• _Your goal_: For this exercise, return all the data word for word, with images left out.

[Region pointing data]
----------
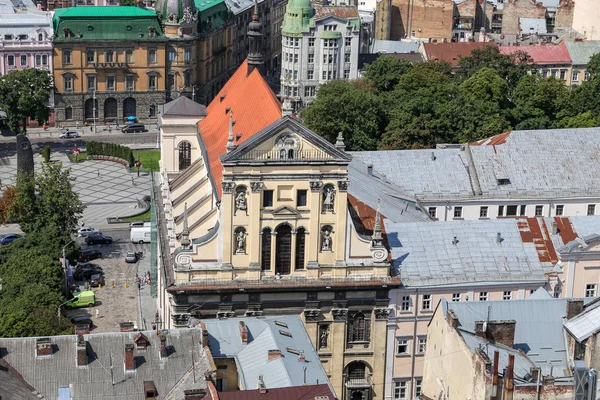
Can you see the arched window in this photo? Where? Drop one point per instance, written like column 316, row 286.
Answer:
column 283, row 249
column 359, row 328
column 266, row 249
column 185, row 155
column 300, row 248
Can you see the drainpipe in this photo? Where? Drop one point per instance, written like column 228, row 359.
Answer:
column 412, row 369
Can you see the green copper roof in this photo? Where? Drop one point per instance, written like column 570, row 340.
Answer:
column 103, row 12
column 99, row 23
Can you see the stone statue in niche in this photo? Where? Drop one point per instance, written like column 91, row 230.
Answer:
column 240, row 238
column 328, row 199
column 240, row 201
column 323, row 336
column 326, row 239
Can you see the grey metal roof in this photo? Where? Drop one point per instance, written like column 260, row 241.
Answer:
column 418, row 174
column 424, row 254
column 264, row 334
column 395, row 46
column 48, row 374
column 522, row 364
column 396, row 205
column 584, row 325
column 582, row 52
column 538, row 330
column 539, row 163
column 532, row 25
column 182, row 106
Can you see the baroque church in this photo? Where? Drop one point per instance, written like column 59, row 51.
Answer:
column 258, row 215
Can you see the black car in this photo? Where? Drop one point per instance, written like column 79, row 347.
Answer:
column 134, row 127
column 98, row 239
column 96, row 280
column 89, row 254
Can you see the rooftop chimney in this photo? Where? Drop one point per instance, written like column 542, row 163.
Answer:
column 127, row 326
column 194, row 394
column 274, row 354
column 244, row 332
column 502, row 332
column 574, row 307
column 43, row 347
column 81, row 351
column 163, row 346
column 262, row 388
column 129, row 358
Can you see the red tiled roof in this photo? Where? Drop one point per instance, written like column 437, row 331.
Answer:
column 339, row 11
column 307, row 392
column 451, row 52
column 254, row 107
column 542, row 53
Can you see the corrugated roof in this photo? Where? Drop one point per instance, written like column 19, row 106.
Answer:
column 538, row 330
column 582, row 52
column 339, row 11
column 542, row 53
column 424, row 253
column 264, row 334
column 95, row 382
column 584, row 325
column 254, row 106
column 452, row 52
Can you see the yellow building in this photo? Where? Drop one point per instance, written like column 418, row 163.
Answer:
column 110, row 61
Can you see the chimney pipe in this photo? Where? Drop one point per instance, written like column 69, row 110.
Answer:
column 495, row 376
column 129, row 358
column 81, row 351
column 43, row 347
column 509, row 379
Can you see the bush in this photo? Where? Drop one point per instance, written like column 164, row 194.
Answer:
column 46, row 153
column 111, row 150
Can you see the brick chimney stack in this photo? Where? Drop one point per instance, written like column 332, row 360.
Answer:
column 244, row 332
column 129, row 358
column 81, row 351
column 43, row 347
column 274, row 354
column 497, row 331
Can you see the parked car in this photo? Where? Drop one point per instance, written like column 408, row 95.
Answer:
column 96, row 280
column 98, row 239
column 89, row 254
column 82, row 299
column 86, row 231
column 132, row 257
column 82, row 320
column 134, row 127
column 69, row 135
column 9, row 238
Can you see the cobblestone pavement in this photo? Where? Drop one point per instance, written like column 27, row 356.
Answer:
column 120, row 300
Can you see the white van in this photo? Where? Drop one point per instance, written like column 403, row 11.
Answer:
column 142, row 234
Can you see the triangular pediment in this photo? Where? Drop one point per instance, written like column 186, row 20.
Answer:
column 286, row 141
column 285, row 210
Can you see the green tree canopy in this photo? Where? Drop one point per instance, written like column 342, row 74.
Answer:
column 25, row 94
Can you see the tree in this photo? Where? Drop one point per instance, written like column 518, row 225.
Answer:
column 48, row 202
column 385, row 72
column 24, row 94
column 350, row 108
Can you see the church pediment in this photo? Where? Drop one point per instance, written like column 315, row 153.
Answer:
column 286, row 141
column 285, row 211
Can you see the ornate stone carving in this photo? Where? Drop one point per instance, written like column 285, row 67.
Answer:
column 228, row 186
column 312, row 315
column 339, row 314
column 315, row 186
column 381, row 313
column 256, row 186
column 343, row 186
column 323, row 336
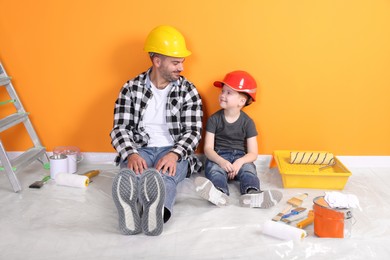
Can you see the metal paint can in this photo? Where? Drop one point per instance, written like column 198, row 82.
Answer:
column 331, row 222
column 58, row 164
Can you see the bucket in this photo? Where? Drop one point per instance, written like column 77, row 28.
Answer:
column 58, row 164
column 331, row 222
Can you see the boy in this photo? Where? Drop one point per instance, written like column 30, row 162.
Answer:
column 231, row 147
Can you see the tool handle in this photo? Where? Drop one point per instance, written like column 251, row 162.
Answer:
column 91, row 173
column 307, row 221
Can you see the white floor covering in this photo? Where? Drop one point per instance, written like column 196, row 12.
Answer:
column 58, row 222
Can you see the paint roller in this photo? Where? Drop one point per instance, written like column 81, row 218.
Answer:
column 318, row 158
column 75, row 180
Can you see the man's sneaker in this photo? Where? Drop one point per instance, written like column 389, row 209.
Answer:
column 264, row 199
column 125, row 195
column 206, row 190
column 152, row 196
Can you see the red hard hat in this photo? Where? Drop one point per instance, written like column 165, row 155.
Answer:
column 240, row 81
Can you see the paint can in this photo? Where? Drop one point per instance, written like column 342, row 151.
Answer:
column 58, row 164
column 331, row 222
column 73, row 154
column 72, row 162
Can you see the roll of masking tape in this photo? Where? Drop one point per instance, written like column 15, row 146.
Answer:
column 311, row 158
column 283, row 231
column 72, row 180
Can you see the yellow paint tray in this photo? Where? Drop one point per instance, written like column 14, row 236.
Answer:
column 310, row 176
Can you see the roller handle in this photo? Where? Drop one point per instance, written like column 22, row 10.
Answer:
column 91, row 173
column 307, row 221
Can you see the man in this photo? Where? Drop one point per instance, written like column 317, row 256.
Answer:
column 157, row 128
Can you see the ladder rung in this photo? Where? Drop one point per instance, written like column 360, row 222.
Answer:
----------
• _The completed task_:
Can you see the arched window in this photo? Where? Drop one point per instance, written like column 316, row 286.
Answer:
column 283, row 249
column 359, row 328
column 266, row 249
column 185, row 155
column 300, row 248
Can you see the drainpipe in this photo? Where? Drop one point per instance, written like column 228, row 359.
Answer:
column 412, row 369
Can you see the green copper roof in this photo? Where? Drop one point per instance, written like column 570, row 340.
Answer:
column 103, row 12
column 99, row 23
Can you see the stone statue in niche in this photo? Where? Drop one point per instance, written like column 91, row 230.
Answer:
column 240, row 238
column 328, row 199
column 240, row 201
column 323, row 336
column 326, row 239
Can you see the grey metal roof in this photo? Where? Drop one point per instance, written like column 260, row 241.
Answer:
column 418, row 174
column 424, row 254
column 264, row 334
column 395, row 46
column 48, row 374
column 522, row 364
column 396, row 205
column 584, row 325
column 582, row 52
column 538, row 330
column 539, row 163
column 532, row 25
column 182, row 106
Can you see the baroque church in this photo? Where? Drop one point per instance, written like column 59, row 51.
Answer:
column 258, row 215
Can you see the black car in this photo? Where? Drop one point per instance, written like column 79, row 347.
Answer:
column 134, row 127
column 98, row 239
column 96, row 280
column 89, row 254
Can you see the rooftop chimney in this photo? Where? Drop one point per instance, written like column 542, row 163.
Answer:
column 127, row 326
column 194, row 394
column 274, row 354
column 244, row 332
column 502, row 332
column 574, row 307
column 43, row 347
column 81, row 351
column 163, row 346
column 262, row 388
column 129, row 358
Can you see the red tiled roof in this photo? Where? Drop one point per instance, written like column 437, row 331.
Answer:
column 339, row 11
column 307, row 392
column 451, row 52
column 254, row 107
column 542, row 53
Can you see the corrugated roof in this photo? Where? Drop one point per instance, written like column 19, row 106.
Answer:
column 538, row 330
column 582, row 52
column 339, row 11
column 542, row 53
column 424, row 253
column 264, row 334
column 95, row 382
column 584, row 325
column 254, row 106
column 452, row 52
Can you see the yellow building in this photo? Where? Drop one point per instance, written like column 418, row 163.
Answer:
column 110, row 61
Can you see the chimney pipe in this photo? Where? Drop one point per instance, written like column 69, row 110.
Answer:
column 495, row 376
column 129, row 358
column 81, row 351
column 43, row 347
column 509, row 379
Can you see the bush in this photo? Where? Drop one point per instance, written like column 164, row 194.
Answer:
column 46, row 153
column 111, row 150
Can you see the brick chimney stack in this photo? Where? Drop one point per instance, written like column 332, row 360.
Answer:
column 244, row 332
column 129, row 358
column 81, row 351
column 43, row 347
column 274, row 354
column 497, row 331
Can you see the parked car in this photo? Where? Drop one point per instance, written like column 408, row 95.
Answer:
column 96, row 280
column 98, row 239
column 89, row 254
column 82, row 299
column 86, row 231
column 132, row 257
column 82, row 320
column 134, row 127
column 69, row 135
column 9, row 238
Can you see the cobblestone pavement in this photo? Where? Drop one point per instance, written like column 27, row 356.
Answer:
column 120, row 300
Can you see the white van in this photo? Where? Drop one point per instance, written like column 403, row 11.
Answer:
column 142, row 234
Can you see the triangular pediment in this photo? Where? Drop one point per instance, written like column 186, row 20.
Answer:
column 286, row 141
column 285, row 210
Can you see the green tree canopy in this photo? Where? Drop one point per instance, written like column 342, row 74.
Answer:
column 25, row 94
Can you see the tree in this photo? Where? Drop one point per instance, written like column 518, row 225.
Answer:
column 48, row 202
column 385, row 72
column 24, row 94
column 350, row 108
Can you see the church pediment in this photo? Where? Drop one point per instance, written like column 315, row 153.
Answer:
column 286, row 141
column 285, row 211
Can you see the ornate stone carving in this photo? Where? Drop one point per instance, written like column 285, row 67.
Answer:
column 228, row 186
column 312, row 315
column 339, row 314
column 315, row 186
column 381, row 313
column 256, row 186
column 343, row 186
column 323, row 336
Can you see the metal paint can in this photo? Where? Drop one point per instance, written like column 198, row 82.
Answer:
column 331, row 222
column 58, row 164
Can you see the bucket in this photo? Where? Drop one point per instance, written like column 77, row 28.
Answer:
column 58, row 164
column 331, row 222
Can you see the boy in this photo? Where? Drop one point per instance, written like column 30, row 162.
Answer:
column 231, row 147
Can you see the tool handle in this photo? Where? Drop one point per instance, written like column 251, row 162.
Answer:
column 91, row 173
column 307, row 221
Can you see the white floor covering in this photo? Where? Drop one point per instance, written like column 196, row 12.
Answer:
column 58, row 222
Can you see the paint roller in this photo? Where? Drop one point per instance, written like column 81, row 218.
Answer:
column 318, row 158
column 75, row 180
Can you see the man's sneaker in this photo? Where? Drop one point per instance, written like column 389, row 209.
Answer:
column 264, row 199
column 125, row 195
column 206, row 190
column 152, row 196
Can you see the red hard hat in this photo? Where? Drop one point per instance, written like column 165, row 155.
Answer:
column 240, row 81
Can you see the paint can in this photo? Where? Drop one point per instance, written like column 342, row 151.
Answer:
column 58, row 164
column 331, row 222
column 73, row 154
column 72, row 162
Can you see the roll of masking tape in this photo? Where? Drop one point per instance, written like column 15, row 146.
Answer:
column 311, row 158
column 283, row 231
column 72, row 180
Can you see the yellow paint tray in this photo? Where? Drop one point per instance, written like column 14, row 236.
Answer:
column 310, row 176
Can you see the roller handle in this photo? Where? Drop one point per instance, written like column 22, row 10.
Answer:
column 91, row 173
column 307, row 221
Can you see the man in this photo? Where? Drop one point per instance, written like column 317, row 256.
Answer:
column 157, row 128
Can you see the ladder rung in this photo? Where? Drop one point per instance, written like column 360, row 222.
Answer:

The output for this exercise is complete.